Task statement:
Recast the listing as a numbered list, starting at the line containing "trace: jetty; an" and running through the end of the listing, both ends included, with blank lines omitted.

Provided data:
────────────────────────────────────────

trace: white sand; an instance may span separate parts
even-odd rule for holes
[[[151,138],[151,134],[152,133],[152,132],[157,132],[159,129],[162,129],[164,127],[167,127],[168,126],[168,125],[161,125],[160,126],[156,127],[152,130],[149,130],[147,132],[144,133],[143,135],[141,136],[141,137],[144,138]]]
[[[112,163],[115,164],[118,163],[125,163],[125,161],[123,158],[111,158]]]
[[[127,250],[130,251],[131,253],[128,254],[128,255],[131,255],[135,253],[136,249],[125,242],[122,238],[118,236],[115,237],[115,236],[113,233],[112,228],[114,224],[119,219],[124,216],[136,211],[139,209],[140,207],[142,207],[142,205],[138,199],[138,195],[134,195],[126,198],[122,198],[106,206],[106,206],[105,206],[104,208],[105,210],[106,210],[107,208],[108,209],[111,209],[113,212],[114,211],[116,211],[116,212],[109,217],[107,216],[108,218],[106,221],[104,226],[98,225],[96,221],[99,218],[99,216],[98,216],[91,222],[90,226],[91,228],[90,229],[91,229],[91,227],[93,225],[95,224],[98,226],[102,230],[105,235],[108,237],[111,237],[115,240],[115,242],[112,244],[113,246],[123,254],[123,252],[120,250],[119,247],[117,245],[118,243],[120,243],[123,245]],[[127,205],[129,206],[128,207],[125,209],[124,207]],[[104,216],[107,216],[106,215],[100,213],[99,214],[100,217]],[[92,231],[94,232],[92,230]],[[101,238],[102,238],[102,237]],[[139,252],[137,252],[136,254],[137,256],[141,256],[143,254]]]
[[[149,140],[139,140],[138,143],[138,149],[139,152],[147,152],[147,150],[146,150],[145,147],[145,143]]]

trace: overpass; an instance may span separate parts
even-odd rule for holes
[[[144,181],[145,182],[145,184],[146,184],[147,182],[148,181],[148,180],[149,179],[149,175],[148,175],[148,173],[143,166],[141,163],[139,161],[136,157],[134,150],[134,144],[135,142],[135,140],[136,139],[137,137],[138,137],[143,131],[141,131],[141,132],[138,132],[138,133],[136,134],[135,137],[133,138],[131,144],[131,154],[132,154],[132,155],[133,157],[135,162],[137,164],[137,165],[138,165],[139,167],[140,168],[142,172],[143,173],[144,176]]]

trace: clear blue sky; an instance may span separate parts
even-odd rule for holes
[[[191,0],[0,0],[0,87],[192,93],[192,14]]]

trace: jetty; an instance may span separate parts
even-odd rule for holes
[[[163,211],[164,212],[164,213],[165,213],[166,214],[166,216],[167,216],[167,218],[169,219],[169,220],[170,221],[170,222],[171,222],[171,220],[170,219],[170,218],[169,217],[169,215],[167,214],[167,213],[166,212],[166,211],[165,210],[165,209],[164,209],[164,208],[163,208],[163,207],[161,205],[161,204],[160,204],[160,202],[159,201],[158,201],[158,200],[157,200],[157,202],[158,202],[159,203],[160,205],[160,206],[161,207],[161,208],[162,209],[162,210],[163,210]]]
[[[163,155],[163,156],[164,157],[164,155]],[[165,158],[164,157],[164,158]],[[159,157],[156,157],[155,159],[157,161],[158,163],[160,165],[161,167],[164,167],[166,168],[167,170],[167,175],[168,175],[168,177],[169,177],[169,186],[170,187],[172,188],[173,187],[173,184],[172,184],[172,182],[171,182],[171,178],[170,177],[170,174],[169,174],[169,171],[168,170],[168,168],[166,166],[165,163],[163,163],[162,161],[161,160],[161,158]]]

────────────────────────────────────────

Finished exercise:
1. trace: jetty; an instance may span separate parts
2. even-odd rule for holes
3. [[[163,211],[164,212],[164,213],[165,213],[166,214],[166,216],[167,216],[167,218],[169,219],[169,220],[170,221],[170,222],[171,222],[171,220],[170,219],[170,218],[169,217],[169,215],[167,214],[167,213],[166,212],[166,211],[165,210],[165,209],[164,209],[164,208],[163,208],[163,207],[161,205],[161,204],[160,204],[160,202],[159,201],[158,201],[158,200],[157,200],[157,202],[158,202],[159,203],[160,205],[160,206],[161,207],[161,208],[162,209],[162,210],[163,210]]]
4. [[[163,155],[163,156],[164,157],[164,155]],[[165,158],[164,157],[164,158]],[[159,157],[156,157],[155,159],[157,161],[158,163],[160,165],[161,167],[164,167],[166,168],[167,170],[167,175],[168,175],[168,177],[169,177],[169,186],[170,187],[172,188],[173,187],[173,184],[172,184],[172,182],[171,182],[171,178],[170,177],[170,174],[169,174],[169,171],[168,170],[168,168],[166,166],[165,163],[163,163],[162,161],[161,160],[161,158]]]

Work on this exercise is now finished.